**EXERCISE PROMPT**
Go through the data and say how many lines include the string "before"; return only the figure.

(Stored records)
****************************************
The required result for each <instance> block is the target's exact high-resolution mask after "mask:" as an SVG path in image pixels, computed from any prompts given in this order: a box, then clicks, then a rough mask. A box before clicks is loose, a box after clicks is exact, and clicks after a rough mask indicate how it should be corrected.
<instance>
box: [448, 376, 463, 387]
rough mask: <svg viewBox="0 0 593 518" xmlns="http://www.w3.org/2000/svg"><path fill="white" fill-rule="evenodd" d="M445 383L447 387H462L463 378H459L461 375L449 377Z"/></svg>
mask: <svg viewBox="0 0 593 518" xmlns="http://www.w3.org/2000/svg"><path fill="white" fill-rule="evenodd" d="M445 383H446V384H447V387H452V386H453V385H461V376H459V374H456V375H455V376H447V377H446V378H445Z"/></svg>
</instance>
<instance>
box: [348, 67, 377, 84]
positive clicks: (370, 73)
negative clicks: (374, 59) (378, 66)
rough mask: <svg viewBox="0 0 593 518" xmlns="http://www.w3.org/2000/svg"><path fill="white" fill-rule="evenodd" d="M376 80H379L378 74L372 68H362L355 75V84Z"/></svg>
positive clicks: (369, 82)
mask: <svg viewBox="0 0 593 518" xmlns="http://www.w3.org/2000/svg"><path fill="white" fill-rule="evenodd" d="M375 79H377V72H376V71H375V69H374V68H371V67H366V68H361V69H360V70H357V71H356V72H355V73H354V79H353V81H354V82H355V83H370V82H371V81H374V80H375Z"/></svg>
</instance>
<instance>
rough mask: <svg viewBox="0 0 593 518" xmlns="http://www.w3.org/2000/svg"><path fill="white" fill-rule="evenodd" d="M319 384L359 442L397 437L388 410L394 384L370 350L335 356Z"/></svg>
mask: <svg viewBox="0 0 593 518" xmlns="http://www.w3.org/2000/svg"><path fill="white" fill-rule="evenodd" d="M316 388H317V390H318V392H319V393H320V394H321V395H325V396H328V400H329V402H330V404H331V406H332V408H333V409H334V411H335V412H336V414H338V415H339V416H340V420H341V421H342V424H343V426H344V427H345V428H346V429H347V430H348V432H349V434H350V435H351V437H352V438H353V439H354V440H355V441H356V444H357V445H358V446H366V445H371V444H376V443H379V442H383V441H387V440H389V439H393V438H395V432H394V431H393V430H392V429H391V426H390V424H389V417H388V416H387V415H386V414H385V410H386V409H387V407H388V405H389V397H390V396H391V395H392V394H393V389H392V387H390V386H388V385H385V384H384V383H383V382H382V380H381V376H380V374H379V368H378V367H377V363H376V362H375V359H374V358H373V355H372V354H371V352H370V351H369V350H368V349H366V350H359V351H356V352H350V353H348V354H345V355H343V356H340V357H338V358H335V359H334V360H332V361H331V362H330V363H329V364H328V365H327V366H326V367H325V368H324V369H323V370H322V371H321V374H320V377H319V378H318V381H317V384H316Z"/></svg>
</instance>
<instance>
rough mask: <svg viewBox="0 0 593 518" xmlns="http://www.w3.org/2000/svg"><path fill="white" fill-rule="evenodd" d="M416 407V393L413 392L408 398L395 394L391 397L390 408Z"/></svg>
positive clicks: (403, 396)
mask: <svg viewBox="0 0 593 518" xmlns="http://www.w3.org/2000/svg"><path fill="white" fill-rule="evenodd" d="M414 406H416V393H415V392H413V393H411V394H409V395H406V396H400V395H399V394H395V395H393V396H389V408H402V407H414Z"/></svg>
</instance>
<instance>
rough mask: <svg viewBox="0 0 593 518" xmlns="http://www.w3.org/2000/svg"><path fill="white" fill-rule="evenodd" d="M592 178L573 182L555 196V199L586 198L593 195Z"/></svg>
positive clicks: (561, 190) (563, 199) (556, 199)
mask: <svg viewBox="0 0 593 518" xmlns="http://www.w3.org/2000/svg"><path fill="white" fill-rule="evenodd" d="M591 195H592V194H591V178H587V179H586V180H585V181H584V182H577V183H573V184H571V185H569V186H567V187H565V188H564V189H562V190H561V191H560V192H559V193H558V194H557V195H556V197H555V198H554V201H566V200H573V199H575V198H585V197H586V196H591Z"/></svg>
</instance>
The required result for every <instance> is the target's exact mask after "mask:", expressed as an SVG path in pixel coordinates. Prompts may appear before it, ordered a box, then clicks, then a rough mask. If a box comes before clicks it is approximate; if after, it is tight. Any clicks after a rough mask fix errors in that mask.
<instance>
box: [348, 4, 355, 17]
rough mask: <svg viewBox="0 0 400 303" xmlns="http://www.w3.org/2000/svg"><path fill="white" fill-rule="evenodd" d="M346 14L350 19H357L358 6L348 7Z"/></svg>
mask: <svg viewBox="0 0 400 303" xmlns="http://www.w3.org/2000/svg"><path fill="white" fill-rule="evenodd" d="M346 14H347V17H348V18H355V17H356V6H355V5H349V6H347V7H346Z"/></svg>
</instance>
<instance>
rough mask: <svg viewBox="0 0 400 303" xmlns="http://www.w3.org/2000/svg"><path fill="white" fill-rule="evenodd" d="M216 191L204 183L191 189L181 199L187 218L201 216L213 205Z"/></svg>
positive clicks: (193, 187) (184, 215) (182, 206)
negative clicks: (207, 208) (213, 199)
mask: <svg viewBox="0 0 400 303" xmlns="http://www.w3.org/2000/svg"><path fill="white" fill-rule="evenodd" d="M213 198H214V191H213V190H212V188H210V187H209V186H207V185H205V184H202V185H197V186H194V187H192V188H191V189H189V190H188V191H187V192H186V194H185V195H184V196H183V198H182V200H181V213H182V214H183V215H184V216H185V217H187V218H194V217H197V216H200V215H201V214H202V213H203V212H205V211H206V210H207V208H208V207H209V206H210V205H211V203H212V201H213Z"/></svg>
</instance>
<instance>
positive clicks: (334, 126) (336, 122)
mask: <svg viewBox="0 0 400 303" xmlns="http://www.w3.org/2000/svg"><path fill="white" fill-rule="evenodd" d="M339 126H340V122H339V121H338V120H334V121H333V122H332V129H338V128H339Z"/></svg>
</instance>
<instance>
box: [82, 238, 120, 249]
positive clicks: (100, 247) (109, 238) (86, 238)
****************************************
**TASK SOLUTION**
2